Brief ▸ Look in the listing below for the line that has "A single point marks each instance of the sneaker", then return it and each following line up to and including the one with "A single point marks each instance of the child's leg", exactly and without pictures.

▬▬▬▬▬▬

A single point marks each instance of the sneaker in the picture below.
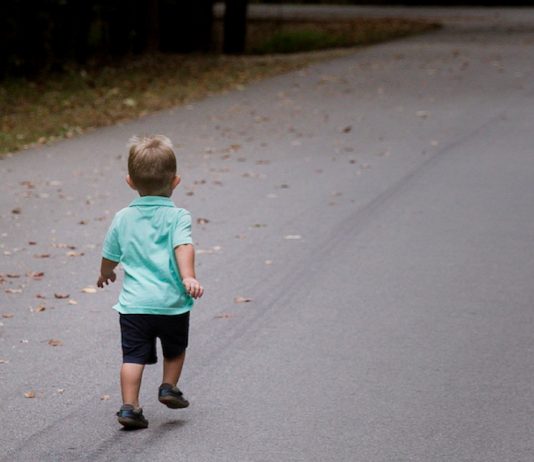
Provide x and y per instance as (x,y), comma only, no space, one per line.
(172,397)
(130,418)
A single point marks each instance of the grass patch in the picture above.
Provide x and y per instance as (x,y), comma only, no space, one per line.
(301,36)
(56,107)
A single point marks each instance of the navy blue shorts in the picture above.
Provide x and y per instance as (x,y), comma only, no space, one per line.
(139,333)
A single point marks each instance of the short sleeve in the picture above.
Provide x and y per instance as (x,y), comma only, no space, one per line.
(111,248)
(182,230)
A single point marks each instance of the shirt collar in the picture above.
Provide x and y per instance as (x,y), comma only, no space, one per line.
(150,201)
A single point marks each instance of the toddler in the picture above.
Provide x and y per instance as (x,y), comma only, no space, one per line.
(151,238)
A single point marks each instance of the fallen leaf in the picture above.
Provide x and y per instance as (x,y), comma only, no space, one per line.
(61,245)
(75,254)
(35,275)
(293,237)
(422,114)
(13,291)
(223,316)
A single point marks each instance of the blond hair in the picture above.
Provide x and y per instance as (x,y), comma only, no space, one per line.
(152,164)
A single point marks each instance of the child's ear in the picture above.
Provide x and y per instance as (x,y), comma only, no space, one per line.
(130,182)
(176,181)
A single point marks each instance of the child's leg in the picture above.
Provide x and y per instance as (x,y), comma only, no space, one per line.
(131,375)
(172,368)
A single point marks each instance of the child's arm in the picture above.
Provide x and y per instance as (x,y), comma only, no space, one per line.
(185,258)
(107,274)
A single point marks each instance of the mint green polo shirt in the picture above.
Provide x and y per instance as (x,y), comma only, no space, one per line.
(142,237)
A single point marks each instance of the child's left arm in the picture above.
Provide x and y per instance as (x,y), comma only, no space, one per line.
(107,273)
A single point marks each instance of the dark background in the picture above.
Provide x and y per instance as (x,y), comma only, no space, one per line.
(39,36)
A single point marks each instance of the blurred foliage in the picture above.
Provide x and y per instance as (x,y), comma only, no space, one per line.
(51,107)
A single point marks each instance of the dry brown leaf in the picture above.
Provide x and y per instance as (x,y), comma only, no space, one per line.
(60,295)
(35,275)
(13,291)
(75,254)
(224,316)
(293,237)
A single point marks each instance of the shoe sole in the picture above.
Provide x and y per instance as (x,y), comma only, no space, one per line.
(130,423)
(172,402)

▬▬▬▬▬▬

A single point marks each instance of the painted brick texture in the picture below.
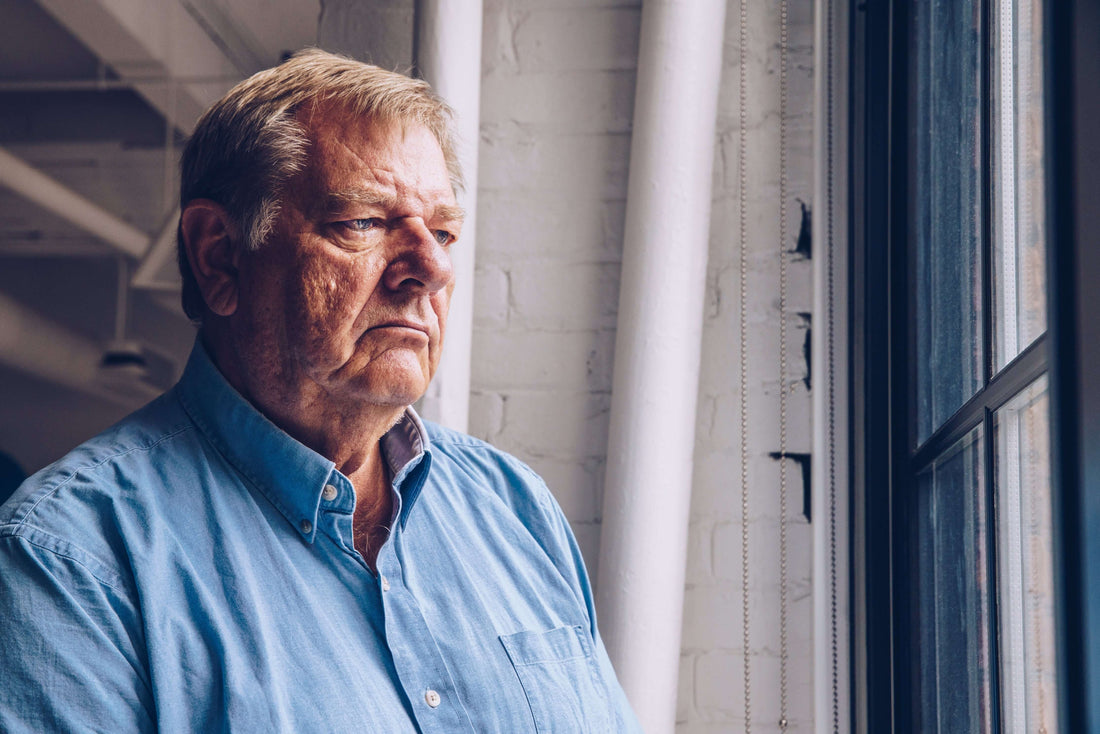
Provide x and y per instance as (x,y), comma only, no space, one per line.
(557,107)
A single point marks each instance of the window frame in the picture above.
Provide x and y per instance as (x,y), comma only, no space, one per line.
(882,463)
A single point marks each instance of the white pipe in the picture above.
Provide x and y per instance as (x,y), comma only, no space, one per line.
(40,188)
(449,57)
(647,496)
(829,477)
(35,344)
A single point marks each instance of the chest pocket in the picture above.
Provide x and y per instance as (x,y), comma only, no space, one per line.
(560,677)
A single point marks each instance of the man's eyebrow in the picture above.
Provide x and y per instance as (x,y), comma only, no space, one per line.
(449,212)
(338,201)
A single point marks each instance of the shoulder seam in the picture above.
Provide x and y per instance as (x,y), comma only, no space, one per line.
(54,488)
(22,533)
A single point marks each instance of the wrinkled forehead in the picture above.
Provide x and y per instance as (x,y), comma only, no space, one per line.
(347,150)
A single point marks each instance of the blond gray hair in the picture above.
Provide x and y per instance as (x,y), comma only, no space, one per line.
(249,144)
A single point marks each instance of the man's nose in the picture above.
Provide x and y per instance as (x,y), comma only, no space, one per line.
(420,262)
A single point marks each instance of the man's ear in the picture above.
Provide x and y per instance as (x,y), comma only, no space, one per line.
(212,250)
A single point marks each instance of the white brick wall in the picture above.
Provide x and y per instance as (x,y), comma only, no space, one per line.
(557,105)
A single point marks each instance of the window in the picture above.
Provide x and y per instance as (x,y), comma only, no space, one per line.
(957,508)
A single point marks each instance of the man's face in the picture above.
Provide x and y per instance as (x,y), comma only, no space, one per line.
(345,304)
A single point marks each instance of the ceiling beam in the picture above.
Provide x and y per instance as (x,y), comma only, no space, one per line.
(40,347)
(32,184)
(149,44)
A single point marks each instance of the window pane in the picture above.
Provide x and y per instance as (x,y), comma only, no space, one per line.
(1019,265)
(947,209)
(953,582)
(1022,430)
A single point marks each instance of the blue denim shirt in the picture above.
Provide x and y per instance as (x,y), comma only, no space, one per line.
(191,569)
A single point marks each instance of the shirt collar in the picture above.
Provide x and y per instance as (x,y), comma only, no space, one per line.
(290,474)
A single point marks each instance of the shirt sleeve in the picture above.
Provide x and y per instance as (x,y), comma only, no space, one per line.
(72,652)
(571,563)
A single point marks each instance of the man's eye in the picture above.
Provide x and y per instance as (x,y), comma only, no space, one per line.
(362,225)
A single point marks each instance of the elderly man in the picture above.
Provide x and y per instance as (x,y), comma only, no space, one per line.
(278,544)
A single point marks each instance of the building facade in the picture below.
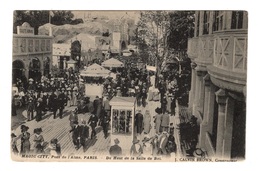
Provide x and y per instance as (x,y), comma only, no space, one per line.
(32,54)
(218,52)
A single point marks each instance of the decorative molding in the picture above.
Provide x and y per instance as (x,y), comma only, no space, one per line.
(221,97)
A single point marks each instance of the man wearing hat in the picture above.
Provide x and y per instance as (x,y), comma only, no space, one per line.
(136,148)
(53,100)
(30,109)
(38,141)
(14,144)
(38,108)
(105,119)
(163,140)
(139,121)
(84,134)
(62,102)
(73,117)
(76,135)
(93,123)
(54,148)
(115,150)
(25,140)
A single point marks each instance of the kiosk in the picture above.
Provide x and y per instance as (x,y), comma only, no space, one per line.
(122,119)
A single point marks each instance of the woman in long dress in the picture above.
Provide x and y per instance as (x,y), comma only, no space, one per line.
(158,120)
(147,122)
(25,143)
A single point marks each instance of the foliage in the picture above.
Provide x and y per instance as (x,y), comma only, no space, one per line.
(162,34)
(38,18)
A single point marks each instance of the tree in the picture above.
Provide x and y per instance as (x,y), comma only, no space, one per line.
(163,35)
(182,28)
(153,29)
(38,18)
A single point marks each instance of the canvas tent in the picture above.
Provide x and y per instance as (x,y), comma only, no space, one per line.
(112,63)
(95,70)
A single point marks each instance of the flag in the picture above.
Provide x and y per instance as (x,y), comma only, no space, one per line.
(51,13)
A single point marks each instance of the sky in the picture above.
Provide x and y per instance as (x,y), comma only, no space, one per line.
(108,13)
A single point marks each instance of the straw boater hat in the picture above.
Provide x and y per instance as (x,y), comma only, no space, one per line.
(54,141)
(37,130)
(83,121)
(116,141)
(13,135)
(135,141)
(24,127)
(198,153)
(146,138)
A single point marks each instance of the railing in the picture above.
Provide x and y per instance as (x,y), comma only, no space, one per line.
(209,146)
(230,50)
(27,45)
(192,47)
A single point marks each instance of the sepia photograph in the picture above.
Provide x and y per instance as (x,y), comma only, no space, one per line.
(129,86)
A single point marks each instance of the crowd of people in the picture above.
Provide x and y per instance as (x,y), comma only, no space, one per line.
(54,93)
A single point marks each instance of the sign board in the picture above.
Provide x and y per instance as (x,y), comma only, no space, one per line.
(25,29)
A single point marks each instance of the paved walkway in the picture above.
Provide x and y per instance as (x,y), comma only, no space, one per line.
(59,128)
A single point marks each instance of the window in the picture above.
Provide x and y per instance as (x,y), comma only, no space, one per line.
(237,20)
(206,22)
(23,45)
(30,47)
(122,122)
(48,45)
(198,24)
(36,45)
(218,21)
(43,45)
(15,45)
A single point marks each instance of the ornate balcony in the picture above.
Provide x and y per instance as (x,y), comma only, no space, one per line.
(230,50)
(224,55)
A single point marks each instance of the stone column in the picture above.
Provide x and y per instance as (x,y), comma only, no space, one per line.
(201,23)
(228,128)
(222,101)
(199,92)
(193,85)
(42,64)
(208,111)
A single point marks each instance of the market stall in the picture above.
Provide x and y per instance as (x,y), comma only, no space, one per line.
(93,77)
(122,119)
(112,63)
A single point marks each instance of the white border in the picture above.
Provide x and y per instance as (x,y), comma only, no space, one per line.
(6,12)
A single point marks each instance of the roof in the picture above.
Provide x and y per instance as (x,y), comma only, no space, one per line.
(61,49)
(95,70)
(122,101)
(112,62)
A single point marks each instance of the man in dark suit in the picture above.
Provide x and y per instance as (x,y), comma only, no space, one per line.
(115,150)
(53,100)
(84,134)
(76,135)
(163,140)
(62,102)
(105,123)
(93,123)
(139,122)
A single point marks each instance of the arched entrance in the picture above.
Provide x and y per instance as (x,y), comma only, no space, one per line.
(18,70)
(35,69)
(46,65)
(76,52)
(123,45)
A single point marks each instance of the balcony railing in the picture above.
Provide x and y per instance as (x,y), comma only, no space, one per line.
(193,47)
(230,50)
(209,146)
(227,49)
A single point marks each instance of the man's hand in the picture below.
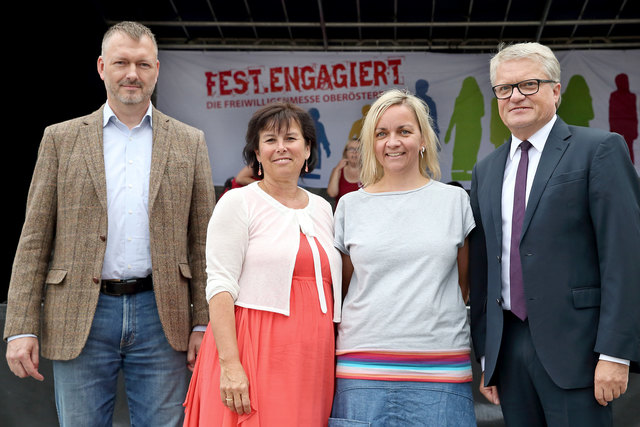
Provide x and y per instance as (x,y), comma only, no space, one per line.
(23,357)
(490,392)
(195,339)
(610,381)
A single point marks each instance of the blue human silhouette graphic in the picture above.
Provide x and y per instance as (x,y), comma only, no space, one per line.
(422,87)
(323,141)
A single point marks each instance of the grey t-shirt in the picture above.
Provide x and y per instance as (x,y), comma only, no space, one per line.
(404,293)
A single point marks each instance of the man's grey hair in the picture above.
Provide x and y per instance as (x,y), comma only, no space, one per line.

▬▬▬▬▬▬

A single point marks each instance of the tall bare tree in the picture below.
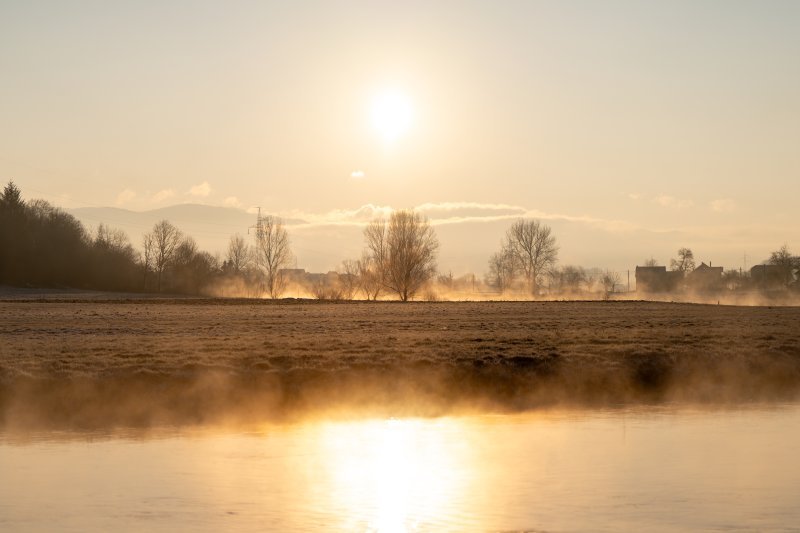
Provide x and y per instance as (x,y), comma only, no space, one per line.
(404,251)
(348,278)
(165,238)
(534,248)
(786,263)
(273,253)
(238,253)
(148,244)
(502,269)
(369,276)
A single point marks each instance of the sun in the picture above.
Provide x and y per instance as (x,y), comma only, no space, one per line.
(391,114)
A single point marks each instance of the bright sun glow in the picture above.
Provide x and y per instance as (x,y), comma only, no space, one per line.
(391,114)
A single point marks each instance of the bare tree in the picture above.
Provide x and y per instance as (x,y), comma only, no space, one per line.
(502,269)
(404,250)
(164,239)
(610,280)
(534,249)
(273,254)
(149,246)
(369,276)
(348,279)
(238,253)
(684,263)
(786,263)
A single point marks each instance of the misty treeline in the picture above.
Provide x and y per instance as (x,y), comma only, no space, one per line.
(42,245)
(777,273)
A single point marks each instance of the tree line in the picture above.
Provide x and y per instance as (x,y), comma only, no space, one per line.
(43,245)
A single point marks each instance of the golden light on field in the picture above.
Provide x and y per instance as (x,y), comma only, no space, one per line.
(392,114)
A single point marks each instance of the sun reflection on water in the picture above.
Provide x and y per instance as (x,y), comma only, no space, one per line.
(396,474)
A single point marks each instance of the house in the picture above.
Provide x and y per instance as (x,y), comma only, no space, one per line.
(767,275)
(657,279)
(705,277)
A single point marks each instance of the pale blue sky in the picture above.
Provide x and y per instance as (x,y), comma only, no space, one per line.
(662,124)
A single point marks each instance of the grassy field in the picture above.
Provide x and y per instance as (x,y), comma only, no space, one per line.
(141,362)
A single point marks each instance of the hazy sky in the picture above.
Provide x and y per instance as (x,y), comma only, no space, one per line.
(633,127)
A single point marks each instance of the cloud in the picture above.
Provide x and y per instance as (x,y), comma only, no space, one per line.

▬▬▬▬▬▬

Answer to this problem ▸
A single point marks each instance of the sneaker in the picture below.
Provide x and y per instance as (x,y), comma only, no space, one per line.
(172,397)
(130,418)
A single point marks each instance of the grass patch in the picture above.
Provide x and y per instance as (x,y), comma only, no space, one per line.
(301,36)
(56,107)
A single point marks each instance of the navy blue shorts in the picture above.
Provide x and y per instance as (x,y), comma only, no space, one per line.
(139,333)
A single point marks each instance of the short sleeve in the picture above.
Provide x and y per instance as (x,y), comma only, no space, one per line.
(111,248)
(182,230)
A single point marks each instance of the shirt collar in the picture above.
Provide x and y per instance as (x,y), comma only, no space, one per line.
(150,201)
A single point marks each instance of the toddler in the picture above.
Provide x and y per instance as (x,y), comma only, no space, one per line.
(151,238)
A single point marks each instance of the fallen leaf in the picture above.
Provide x and y per instance as (x,y), comma only, no space, one per line.
(61,245)
(75,254)
(35,275)
(293,237)
(422,114)
(13,291)
(223,316)
A single point marks each instance of the blond hair in the picture above.
Provide x and y per instance as (x,y), comma only, no space, one per line.
(152,164)
A single point marks each instance of the child's ear in the picture above.
Provide x and y per instance as (x,y), comma only, no space, one per line.
(130,182)
(176,181)
A single point marks each instance of the child's leg in the picture above.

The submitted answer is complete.